━━ Supplied records ━━

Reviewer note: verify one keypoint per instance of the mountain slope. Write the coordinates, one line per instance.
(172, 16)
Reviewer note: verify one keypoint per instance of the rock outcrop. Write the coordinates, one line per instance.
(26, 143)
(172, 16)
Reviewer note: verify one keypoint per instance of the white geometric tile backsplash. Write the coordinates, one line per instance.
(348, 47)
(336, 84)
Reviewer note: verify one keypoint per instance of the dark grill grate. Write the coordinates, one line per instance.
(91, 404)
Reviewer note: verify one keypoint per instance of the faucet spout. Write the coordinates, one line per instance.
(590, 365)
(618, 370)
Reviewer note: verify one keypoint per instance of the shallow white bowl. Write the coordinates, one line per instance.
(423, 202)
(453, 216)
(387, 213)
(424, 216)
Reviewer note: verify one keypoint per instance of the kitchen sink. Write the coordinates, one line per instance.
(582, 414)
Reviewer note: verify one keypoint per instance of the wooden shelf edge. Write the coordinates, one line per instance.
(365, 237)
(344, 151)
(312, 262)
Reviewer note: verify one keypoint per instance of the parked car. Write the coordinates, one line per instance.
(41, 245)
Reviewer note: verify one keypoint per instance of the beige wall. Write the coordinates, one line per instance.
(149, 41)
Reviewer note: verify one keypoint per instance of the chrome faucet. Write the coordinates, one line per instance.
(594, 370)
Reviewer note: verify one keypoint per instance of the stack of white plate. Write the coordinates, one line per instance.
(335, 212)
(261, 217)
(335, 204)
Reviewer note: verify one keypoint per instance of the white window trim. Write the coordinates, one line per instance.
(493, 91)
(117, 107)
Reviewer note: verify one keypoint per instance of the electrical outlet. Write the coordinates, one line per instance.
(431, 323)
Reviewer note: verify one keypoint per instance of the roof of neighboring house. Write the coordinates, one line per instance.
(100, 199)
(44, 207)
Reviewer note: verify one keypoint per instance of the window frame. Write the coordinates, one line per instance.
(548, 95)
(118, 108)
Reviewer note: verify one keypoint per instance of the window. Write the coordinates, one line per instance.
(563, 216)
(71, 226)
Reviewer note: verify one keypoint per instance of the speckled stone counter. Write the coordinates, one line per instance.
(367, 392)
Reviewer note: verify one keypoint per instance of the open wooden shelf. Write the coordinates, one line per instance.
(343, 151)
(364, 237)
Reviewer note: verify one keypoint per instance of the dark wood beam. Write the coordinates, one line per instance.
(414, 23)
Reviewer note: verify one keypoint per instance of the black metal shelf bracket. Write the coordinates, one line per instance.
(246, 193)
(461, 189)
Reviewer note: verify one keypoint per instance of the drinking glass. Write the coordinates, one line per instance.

━━━

:: What needs to be done ::
Copy the stretch of data from the line containing "Reviewer note: verify one keypoint per instance of the speckled" through the end of the data, word for word, with both ends included.

:: Response ::
Reviewer note: verify one keypoint per instance of the speckled stone counter. Write the coordinates, one line per instance.
(367, 392)
Reviewer note: verify one keypoint per instance of the open wooden shelf. Write the coordinates, one line per instance.
(343, 151)
(364, 237)
Reviewer note: verify one keypoint per instance of the dark wood beam. Write the coordinates, one line per instance.
(414, 23)
Reviewer note: verify one keypoint per instance of the black metal shelf bracket. Write the coordinates, one line per instance.
(246, 193)
(461, 189)
Reviewer note: verify one keypoint per instance of the drinking glass. Write the coordinates, one line per instance.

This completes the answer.